**Dataset records**
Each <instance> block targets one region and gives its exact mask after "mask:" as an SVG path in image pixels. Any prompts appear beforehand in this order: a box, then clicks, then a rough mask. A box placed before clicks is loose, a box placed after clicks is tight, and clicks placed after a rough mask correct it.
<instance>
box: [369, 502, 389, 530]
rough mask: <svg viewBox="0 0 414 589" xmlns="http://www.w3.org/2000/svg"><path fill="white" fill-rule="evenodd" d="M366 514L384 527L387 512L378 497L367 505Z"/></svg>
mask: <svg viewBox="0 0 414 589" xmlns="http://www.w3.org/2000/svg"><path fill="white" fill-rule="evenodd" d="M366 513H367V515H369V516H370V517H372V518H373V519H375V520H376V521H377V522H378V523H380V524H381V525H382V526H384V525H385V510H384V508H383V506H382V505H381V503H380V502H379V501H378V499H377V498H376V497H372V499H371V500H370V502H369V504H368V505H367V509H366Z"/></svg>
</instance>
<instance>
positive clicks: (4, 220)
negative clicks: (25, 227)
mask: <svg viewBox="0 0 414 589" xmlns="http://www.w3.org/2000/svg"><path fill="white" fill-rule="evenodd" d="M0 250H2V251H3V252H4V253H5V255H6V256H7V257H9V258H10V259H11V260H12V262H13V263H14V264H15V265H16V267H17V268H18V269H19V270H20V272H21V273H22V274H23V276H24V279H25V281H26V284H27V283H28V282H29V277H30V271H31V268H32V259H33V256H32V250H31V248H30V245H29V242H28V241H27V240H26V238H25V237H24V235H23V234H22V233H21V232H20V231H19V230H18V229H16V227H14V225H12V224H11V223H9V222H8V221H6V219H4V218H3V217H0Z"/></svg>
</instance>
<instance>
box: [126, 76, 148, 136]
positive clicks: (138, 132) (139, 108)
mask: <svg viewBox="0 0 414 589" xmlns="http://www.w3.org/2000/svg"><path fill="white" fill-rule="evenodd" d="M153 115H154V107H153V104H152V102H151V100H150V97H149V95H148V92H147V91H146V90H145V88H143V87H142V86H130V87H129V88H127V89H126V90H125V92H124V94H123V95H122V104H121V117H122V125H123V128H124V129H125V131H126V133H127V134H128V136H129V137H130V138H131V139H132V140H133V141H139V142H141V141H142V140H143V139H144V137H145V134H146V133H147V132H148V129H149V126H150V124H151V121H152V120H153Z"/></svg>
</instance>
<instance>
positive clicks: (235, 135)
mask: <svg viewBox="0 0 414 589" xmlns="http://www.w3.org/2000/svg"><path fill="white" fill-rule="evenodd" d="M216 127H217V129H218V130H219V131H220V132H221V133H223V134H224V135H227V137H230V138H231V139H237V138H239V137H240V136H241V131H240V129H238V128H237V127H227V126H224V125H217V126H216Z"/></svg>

**Problem**
From the data above, output exactly the lines between the one containing "box: [369, 502, 389, 530]" and the one containing "box: [126, 76, 148, 136]", counting both of them.

**Solution to the exercise**
box: [369, 502, 389, 530]
rough mask: <svg viewBox="0 0 414 589" xmlns="http://www.w3.org/2000/svg"><path fill="white" fill-rule="evenodd" d="M366 514L384 527L387 512L378 497L367 505Z"/></svg>
mask: <svg viewBox="0 0 414 589" xmlns="http://www.w3.org/2000/svg"><path fill="white" fill-rule="evenodd" d="M366 513H367V515H369V516H370V517H372V518H373V519H375V520H376V521H377V522H378V523H380V524H381V525H382V526H384V525H385V510H384V508H383V506H382V505H381V503H380V502H379V501H378V499H377V498H376V497H372V499H371V500H370V502H369V504H368V505H367V509H366Z"/></svg>
</instance>
<instance>
positive clicks: (4, 220)
negative clicks: (25, 227)
mask: <svg viewBox="0 0 414 589" xmlns="http://www.w3.org/2000/svg"><path fill="white" fill-rule="evenodd" d="M0 250H2V251H3V252H4V253H5V255H6V256H7V257H9V258H10V259H11V260H12V262H13V263H14V264H15V265H16V267H17V268H18V269H19V270H20V272H21V273H22V274H23V276H24V279H25V281H26V284H27V283H28V282H29V277H30V271H31V268H32V259H33V256H32V250H31V248H30V245H29V242H28V241H27V240H26V238H25V237H24V235H23V234H22V233H21V232H20V231H19V230H18V229H16V227H14V225H12V224H11V223H9V222H8V221H6V219H4V218H3V217H0Z"/></svg>
</instance>
<instance>
box: [126, 76, 148, 136]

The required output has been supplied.